**Instruction A**.
In the post defending the singular they, how long does Merriam-Webster say "they" has been used as a gender-neutral singular pronoun?

**Passage shown**.

Thursday, December 12, 2019

In Defense of the Singular They


Image result for they

This is a text of an email I just sent to Laura Graham, Professor of Legal Writing and Director of Legal Analysis, Writing and Research at Wake Forest University School of Law. The North Carolina Lawyer is a monthly publication of the North Carolina Bar Association. 

I am writing in response to your column in the November 2019 issue of the North Carolina Lawyer.  I am a licensed attorney who has been practicing law in North Carolina since 1982, and I have served as the Director of the Career Development Office at the University of North Carolina School of Law since 2005.

I was deeply (deeply!) disappointed to read your column on the singular they. While you accept the use of the term for non-binary persons (tacitly acknowledging that language changes and the formerly incorrect and ungrammatical can become acceptable and correct), you resist its use when it does not refer to a singular non-binary person (refusing to accept that language changes and the formerly incorrect and ungrammatical can become acceptable and correct). It is, to my mind, and the mind of many others, a plainly outmoded and sexist construction, and defending its use is increasingly, well, indefensible. As quoted in the NPR piece below “When you utter ‘he,’ you always bring a male to mind.” It’s that simple.  

For starters, the use of the singular they in English is not new at all, but has been well-established in both spoken language, and yes, written language too, for centuries. Merriam-Webster, in declaring “they” the word of the year in 2019, noted that “English famously lacks a gender-neutral singular pronoun to correspond neatly with singular pronouns like everyone or someone, and as a consequence they has been used for this purpose for over 600 years.

Although singular they has a long and venerable history both in spoken and written language, as noted by this NPR piece from 2016: “It shows up in Shakespeare, Dickens and George Bernard Shaw. Jane Austen was always saying things like ‘everybody has their failing,’ . . .the Victorian grammarians made it a matter of schoolroom dogma that one could only say "Everybody has his failing," with the understanding that ‘he’ stood in for both sexes” – the masculine embracing the feminine, as it were. The NPR piece has a link to a blog posting which contains a detailed history of the use of the singular they and the resistance thereto, which resistance really got serious during the second wave of feminism – happily in my lifetime! – noting that the prohibition against the generic they

wasn't really discredited until the 1970s, when the second-wave feminists made the generic masculine the paradigm of sexism in language. Male critics ridiculed their complaints as a "libspeak tantrum" and accused them of suffering from "pronoun envy." But most writers now realize that the so-called gender-neutral "he" is anything but. Nobody would ever say, "Every candidate thanked his spouse, including Hillary." When you utter "he," you always bring a male to mind.

**Instruction B**.
Render the lines of the records as a numbered list, skipping blank lines. Start with the line that contains "the dark tree" and go on through the line that contains "point(122, 137)".

**Task input**.
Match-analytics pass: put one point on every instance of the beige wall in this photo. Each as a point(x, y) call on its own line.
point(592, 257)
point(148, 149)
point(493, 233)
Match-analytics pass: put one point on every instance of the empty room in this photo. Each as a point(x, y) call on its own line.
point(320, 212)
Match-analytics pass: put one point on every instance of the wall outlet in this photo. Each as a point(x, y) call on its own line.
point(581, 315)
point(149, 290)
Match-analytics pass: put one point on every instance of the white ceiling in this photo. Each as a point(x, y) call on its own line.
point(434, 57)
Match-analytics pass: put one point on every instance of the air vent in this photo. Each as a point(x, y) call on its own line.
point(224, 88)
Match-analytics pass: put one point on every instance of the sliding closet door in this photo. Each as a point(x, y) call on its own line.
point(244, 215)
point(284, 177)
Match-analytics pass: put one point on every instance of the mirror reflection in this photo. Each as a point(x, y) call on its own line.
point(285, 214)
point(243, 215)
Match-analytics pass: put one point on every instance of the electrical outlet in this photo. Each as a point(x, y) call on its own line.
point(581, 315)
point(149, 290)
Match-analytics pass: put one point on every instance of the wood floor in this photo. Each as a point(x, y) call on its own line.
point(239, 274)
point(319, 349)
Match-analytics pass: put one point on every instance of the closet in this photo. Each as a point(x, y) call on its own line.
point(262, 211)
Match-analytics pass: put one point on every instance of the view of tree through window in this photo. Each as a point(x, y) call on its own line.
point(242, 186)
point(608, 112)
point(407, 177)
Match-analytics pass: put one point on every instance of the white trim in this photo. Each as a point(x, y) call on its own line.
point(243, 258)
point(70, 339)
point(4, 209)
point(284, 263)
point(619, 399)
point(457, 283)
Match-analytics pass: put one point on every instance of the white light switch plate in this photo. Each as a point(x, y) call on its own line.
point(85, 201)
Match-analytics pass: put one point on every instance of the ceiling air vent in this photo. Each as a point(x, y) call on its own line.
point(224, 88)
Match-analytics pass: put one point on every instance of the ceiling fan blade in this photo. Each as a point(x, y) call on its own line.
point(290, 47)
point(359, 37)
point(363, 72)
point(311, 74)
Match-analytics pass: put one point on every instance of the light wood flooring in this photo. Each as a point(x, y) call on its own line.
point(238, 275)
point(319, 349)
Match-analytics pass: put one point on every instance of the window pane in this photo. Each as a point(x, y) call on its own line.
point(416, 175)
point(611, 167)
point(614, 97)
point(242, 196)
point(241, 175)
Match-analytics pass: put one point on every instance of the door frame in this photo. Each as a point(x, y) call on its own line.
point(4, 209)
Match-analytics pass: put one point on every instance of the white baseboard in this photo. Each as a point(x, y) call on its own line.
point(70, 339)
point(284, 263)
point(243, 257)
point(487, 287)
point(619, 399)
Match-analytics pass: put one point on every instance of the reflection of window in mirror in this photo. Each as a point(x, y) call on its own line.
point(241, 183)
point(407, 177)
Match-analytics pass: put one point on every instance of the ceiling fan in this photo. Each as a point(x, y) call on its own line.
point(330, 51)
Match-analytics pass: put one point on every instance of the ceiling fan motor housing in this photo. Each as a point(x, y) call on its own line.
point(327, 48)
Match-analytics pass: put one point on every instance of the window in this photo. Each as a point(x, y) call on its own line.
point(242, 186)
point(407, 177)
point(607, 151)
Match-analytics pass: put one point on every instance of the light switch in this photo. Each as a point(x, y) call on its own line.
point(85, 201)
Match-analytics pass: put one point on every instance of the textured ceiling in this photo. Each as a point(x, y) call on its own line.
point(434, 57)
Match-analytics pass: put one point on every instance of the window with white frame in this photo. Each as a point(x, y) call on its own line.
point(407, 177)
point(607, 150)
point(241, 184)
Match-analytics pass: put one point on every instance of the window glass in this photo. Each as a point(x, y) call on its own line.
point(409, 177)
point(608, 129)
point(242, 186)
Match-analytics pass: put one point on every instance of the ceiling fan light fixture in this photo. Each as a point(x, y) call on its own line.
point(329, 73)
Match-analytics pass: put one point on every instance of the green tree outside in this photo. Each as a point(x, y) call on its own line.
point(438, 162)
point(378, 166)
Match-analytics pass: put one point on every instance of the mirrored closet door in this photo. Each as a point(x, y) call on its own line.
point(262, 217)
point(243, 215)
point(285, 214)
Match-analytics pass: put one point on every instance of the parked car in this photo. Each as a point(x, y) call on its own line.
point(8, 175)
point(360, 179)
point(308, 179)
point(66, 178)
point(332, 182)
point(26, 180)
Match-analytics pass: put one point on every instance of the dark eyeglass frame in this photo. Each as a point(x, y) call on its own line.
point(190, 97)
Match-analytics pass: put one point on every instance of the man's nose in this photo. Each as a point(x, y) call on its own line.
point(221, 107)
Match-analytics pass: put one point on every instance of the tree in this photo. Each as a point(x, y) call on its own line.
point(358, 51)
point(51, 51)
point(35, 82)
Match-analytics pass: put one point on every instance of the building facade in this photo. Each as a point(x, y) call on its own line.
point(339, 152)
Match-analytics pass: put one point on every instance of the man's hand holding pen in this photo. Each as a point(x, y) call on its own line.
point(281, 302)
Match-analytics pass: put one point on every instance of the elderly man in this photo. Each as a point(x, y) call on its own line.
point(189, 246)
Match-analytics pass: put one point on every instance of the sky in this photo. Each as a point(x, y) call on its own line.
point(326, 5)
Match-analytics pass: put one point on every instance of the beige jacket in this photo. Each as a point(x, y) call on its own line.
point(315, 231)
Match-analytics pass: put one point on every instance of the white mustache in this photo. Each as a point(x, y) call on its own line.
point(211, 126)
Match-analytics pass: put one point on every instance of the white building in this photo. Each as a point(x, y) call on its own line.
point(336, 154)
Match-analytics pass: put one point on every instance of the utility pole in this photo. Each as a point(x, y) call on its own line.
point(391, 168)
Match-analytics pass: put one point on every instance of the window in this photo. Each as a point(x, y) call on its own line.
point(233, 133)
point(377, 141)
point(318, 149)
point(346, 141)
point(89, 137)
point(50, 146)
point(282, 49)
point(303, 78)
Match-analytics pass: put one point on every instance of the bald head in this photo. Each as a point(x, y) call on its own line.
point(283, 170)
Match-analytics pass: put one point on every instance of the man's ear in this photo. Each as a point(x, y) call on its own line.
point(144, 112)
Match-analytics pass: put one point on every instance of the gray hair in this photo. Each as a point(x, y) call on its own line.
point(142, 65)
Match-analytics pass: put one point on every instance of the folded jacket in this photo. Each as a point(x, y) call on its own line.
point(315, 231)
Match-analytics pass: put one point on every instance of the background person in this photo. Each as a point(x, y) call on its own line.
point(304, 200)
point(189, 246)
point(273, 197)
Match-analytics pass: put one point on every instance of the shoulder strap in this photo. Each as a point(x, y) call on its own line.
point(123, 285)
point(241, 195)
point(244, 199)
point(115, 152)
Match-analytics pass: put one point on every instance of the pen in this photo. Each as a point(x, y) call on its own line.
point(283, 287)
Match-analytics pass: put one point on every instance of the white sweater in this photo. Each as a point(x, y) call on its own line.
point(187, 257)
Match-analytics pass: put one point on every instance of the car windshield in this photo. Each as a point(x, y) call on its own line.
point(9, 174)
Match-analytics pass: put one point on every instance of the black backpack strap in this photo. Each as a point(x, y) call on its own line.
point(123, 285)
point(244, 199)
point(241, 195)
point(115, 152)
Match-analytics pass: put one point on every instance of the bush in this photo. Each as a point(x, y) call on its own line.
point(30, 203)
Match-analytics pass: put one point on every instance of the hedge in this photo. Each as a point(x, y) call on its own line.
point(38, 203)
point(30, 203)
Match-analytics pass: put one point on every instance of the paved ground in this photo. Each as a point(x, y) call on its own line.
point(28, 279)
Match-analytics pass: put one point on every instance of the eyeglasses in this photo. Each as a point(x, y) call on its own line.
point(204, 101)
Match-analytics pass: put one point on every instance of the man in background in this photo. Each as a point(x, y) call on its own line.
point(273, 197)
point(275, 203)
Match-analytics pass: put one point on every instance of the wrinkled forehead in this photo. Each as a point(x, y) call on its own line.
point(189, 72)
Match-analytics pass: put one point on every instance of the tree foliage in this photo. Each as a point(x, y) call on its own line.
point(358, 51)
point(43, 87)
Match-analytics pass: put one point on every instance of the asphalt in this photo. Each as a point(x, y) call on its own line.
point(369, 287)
...
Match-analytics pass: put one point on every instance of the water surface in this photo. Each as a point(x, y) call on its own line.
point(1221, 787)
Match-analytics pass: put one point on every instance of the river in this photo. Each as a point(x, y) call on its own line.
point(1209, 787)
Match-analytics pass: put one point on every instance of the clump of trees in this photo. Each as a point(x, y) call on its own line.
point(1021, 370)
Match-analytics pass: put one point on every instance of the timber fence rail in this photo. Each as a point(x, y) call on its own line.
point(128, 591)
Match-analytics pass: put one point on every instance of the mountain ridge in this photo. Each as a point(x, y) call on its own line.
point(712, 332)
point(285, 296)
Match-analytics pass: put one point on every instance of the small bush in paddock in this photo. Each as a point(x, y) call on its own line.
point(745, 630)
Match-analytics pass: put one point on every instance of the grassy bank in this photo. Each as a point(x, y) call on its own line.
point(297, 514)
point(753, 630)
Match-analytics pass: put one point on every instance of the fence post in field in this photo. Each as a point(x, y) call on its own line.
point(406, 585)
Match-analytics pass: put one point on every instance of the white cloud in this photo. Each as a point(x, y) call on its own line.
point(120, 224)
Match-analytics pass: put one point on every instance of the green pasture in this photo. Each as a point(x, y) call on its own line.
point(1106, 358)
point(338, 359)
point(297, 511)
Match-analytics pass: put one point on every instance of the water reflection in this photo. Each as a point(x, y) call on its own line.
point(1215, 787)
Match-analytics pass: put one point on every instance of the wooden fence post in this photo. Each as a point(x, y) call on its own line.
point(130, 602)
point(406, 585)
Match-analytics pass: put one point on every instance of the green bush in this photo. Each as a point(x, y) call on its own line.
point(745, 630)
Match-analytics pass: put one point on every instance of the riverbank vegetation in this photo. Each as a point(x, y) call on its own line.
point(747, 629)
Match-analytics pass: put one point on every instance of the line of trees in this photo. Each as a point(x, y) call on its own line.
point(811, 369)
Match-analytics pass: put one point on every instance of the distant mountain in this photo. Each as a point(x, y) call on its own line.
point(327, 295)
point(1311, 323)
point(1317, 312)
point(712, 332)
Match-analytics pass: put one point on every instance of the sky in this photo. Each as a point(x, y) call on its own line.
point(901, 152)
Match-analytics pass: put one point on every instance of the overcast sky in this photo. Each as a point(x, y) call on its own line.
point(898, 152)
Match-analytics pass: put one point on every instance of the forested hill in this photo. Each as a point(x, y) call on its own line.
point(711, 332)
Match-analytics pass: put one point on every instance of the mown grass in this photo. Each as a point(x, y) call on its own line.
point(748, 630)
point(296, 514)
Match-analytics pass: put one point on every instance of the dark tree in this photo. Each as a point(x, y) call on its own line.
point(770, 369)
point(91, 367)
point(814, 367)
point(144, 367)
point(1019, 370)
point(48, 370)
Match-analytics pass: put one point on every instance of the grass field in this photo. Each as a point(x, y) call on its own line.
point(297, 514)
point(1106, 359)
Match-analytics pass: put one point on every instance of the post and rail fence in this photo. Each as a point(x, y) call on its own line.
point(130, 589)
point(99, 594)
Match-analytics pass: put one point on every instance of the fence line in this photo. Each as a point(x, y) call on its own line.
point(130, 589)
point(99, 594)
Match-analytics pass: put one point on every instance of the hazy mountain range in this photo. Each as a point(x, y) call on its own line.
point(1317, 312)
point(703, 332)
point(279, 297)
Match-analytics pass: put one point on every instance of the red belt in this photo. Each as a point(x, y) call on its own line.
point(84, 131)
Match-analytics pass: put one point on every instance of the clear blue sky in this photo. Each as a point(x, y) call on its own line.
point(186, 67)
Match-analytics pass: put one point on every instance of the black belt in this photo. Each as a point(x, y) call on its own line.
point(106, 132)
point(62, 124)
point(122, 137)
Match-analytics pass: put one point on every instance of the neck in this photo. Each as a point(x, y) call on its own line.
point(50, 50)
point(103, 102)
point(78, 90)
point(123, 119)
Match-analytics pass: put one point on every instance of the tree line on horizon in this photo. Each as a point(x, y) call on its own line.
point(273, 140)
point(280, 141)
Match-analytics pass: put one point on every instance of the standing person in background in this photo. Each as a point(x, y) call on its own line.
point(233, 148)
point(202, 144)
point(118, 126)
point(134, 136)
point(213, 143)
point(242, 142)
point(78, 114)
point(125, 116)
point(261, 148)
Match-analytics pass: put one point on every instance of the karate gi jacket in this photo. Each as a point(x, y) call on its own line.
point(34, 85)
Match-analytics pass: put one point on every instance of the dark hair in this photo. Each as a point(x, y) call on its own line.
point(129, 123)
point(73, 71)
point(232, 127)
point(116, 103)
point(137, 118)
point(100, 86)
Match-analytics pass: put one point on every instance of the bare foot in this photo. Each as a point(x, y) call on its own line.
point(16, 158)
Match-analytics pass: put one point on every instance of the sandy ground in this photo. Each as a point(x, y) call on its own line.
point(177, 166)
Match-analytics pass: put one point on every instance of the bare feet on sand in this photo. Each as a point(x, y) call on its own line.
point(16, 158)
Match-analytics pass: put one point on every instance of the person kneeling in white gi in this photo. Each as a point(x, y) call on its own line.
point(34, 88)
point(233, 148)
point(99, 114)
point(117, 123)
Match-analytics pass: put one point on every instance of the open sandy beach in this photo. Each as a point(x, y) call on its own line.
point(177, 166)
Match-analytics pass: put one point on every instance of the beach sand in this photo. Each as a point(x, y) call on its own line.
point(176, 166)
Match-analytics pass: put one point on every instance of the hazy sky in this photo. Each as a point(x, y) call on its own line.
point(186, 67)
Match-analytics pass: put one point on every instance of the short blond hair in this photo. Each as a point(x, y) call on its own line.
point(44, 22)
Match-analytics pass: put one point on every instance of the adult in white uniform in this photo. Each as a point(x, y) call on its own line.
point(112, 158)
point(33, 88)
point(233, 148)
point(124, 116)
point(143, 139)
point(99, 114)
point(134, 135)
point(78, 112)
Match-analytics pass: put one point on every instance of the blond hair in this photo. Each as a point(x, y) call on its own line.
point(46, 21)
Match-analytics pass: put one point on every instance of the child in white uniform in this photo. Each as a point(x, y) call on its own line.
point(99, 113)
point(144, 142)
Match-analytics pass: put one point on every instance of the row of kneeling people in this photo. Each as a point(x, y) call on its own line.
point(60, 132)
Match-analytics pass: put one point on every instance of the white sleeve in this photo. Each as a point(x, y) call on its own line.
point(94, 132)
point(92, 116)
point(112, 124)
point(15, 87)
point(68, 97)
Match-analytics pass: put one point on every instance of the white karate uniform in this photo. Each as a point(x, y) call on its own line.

**Task output A**.
For over 600 years.

**Task output B**.
1. Match-analytics pass: put one point on every instance of the dark tree in this photo. Each as a point(x, y) call on its own line.
2. point(770, 369)
3. point(91, 367)
4. point(814, 367)
5. point(144, 367)
6. point(1019, 370)
7. point(48, 370)
8. Match-analytics pass: put one point on every instance of the grass field in this photo. Each as a point(x, y) call on its own line.
9. point(297, 514)
10. point(1106, 359)
11. Match-analytics pass: put one point on every instance of the post and rail fence in this photo. Each as a point(x, y) call on its own line.
12. point(130, 589)
13. point(99, 594)
14. Match-analytics pass: put one point on every instance of the fence line in this photo. Each as a point(x, y) call on its own line.
15. point(130, 589)
16. point(99, 594)
17. Match-analytics pass: put one point on every instance of the hazy mountain range in this photo. Each as a point(x, y) call on its own line.
18. point(1317, 312)
19. point(703, 332)
20. point(279, 297)
21. Match-analytics pass: put one point on every instance of the red belt in this photo. Each as a point(x, y) call on its own line.
22. point(84, 131)
23. Match-analytics pass: put one point on every instance of the clear blue sky in this photo. Each as a point(x, y) call on its own line.
24. point(186, 67)
25. Match-analytics pass: put one point on every instance of the black belt in this photo. Each as a point(x, y) call on its own line.
26. point(106, 132)
27. point(62, 124)
28. point(122, 137)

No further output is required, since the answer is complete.